WHAT THIS TASK INVOLVES -
Find the line that contains "Target: tree line". Restate it and each following line exactly, through the end of the records.

[Recorded data]

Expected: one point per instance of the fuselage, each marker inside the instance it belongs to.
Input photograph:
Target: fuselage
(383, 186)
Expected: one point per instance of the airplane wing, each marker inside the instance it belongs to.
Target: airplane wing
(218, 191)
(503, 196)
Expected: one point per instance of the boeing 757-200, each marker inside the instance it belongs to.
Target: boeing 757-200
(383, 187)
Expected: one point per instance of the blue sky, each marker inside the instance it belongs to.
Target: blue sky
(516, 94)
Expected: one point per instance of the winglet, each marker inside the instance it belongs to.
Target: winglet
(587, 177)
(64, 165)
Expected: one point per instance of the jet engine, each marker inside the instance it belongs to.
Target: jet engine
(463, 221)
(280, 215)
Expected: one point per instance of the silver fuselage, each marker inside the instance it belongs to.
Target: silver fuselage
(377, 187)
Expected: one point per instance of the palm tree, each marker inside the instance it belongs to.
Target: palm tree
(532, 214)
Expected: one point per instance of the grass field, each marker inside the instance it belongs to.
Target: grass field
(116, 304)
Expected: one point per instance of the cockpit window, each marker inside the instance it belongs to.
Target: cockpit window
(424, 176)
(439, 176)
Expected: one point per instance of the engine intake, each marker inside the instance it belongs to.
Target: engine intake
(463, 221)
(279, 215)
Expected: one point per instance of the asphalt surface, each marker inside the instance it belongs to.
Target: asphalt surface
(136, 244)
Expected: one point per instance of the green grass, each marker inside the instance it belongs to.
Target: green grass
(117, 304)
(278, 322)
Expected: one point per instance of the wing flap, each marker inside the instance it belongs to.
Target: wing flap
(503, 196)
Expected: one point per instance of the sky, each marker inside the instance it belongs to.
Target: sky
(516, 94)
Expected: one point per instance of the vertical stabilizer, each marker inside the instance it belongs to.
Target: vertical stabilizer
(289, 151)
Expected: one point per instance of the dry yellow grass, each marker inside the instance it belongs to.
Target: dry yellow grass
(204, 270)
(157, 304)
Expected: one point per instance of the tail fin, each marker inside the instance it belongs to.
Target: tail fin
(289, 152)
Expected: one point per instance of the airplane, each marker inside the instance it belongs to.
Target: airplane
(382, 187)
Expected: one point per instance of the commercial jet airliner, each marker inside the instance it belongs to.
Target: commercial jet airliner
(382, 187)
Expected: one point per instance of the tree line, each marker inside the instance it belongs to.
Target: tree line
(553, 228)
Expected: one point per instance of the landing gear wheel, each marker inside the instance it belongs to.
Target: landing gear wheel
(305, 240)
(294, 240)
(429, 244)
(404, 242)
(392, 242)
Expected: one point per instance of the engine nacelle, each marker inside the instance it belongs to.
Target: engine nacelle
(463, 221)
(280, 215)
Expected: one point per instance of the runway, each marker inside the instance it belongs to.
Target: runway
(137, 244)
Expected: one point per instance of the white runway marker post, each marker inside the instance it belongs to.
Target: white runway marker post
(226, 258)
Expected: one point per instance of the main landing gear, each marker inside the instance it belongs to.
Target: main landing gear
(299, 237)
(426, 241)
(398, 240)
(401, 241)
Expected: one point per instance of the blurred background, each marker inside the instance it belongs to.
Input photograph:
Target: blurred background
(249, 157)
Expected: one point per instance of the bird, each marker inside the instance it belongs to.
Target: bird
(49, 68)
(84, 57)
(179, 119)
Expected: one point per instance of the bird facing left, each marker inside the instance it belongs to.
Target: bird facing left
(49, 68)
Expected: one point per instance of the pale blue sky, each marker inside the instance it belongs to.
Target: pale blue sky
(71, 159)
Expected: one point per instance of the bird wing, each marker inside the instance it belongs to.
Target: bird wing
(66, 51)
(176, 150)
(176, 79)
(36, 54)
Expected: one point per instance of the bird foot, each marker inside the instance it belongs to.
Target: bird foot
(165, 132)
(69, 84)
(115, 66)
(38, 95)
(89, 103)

EXPECTED ANSWER -
Target: tree line
(553, 228)
Expected: one point per instance of the landing gear wheel, each marker inside the instance it belongs to.
Target: landing gear wheel
(305, 240)
(294, 240)
(429, 244)
(404, 242)
(392, 242)
Expected: one point per instance of the engine nacelle, each marker inside the instance it belongs to.
Target: engine nacelle
(463, 221)
(280, 215)
Expected: one point per instance of the runway, each marker inside the instance it belongs to.
Target: runway
(137, 244)
Expected: one point per instance of the white runway marker post, each marker inside the instance it belongs to.
Target: white runway marker post
(226, 258)
Expected: one point per instance of the main landing gear, each marker inside the instance it belongs to.
Target: main landing gear
(299, 237)
(426, 241)
(398, 240)
(401, 241)
Expected: one point per instance of the blurred background, each marker inside the instance it belongs to.
Input photograph:
Target: blurred background
(249, 157)
Expected: one point per instance of the bird, each marker inside the instance it belongs to.
Target: bird
(49, 68)
(84, 57)
(179, 119)
Expected: one point per instance of the bird facing left, each marker inside the instance it belongs to.
Target: bird facing left
(49, 68)
Expected: one point per instance of the pale blue sky, each marker inside the instance it belongs to.
Target: pale blue sky
(71, 159)
Expected: one point per instance of the bird wing, each marker inside the instance it belongs to.
Target: bird wing
(66, 51)
(176, 150)
(176, 79)
(36, 54)
Expected: one point per instance of the bird foot, each marker inside the instance it belongs to.
Target: bird foot
(165, 132)
(69, 84)
(115, 66)
(38, 95)
(89, 103)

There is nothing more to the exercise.